=== TASK INSTRUCTIONS ===
A – In the passage on editing geometry and moving objects, how soon after pressing X must 1 be pressed to start a linear move?
B – Transcribe everything in the passage on editing geometry and moving objects from "Move objects along" down to "a third point)".

Editing Geometry with Handles

To change an object's shape or position by editing individual points:

  1. Hold Alt and drag a selection box around the handles you want to edit, or click directly on a handle
  2. Selected handles appear highlighted
  3. Press M (or any move command) to move the selected handles
  4. Click a reference point, then click the destination point

Examples:

  • Select a beam's end point handle and move it to extend or shorten the beam
  • Select a plate vertex handle and move it to reshape the plate
  • Select a bolt group's reference point to reposition the bolt pattern

Moving Objects

Basic Move — Ctrl+X

  1. Select the objects to move
  2. Press Ctrl+X
  3. Click a reference point (the "from" point)
  4. Click a destination point (the "to" point)
  5. The objects move by the distance and direction between the two points

Move Linear — X then 1

Move objects along a straight line defined by two direction points, with a specified distance:

  1. Select objects
  2. Press X, then press 1 (within 1.5 seconds)
  3. Pick two points to define the direction
  4. Enter the distance (or pick a third point)

=== SUPPLIED DATA ===
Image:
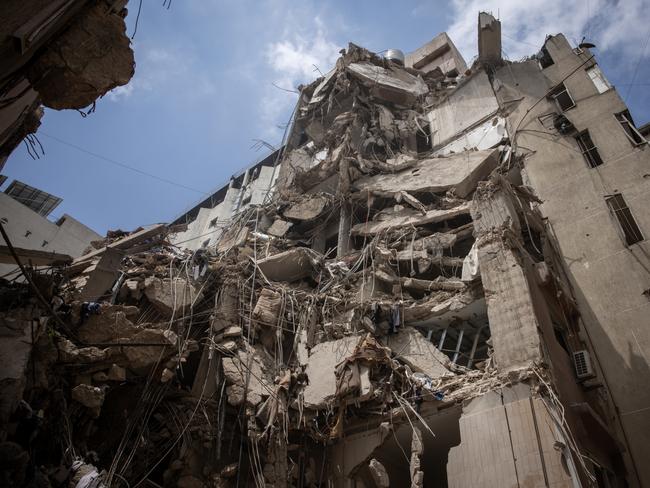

=== RESULTS IN ORDER ===
A – Within 1.5 seconds.

B –
Move objects along a straight line defined by two direction points, with a specified distance:

  1. Select objects
  2. Press X, then press 1 (within 1.5 seconds)
  3. Pick two points to define the direction
  4. Enter the distance (or pick a third point)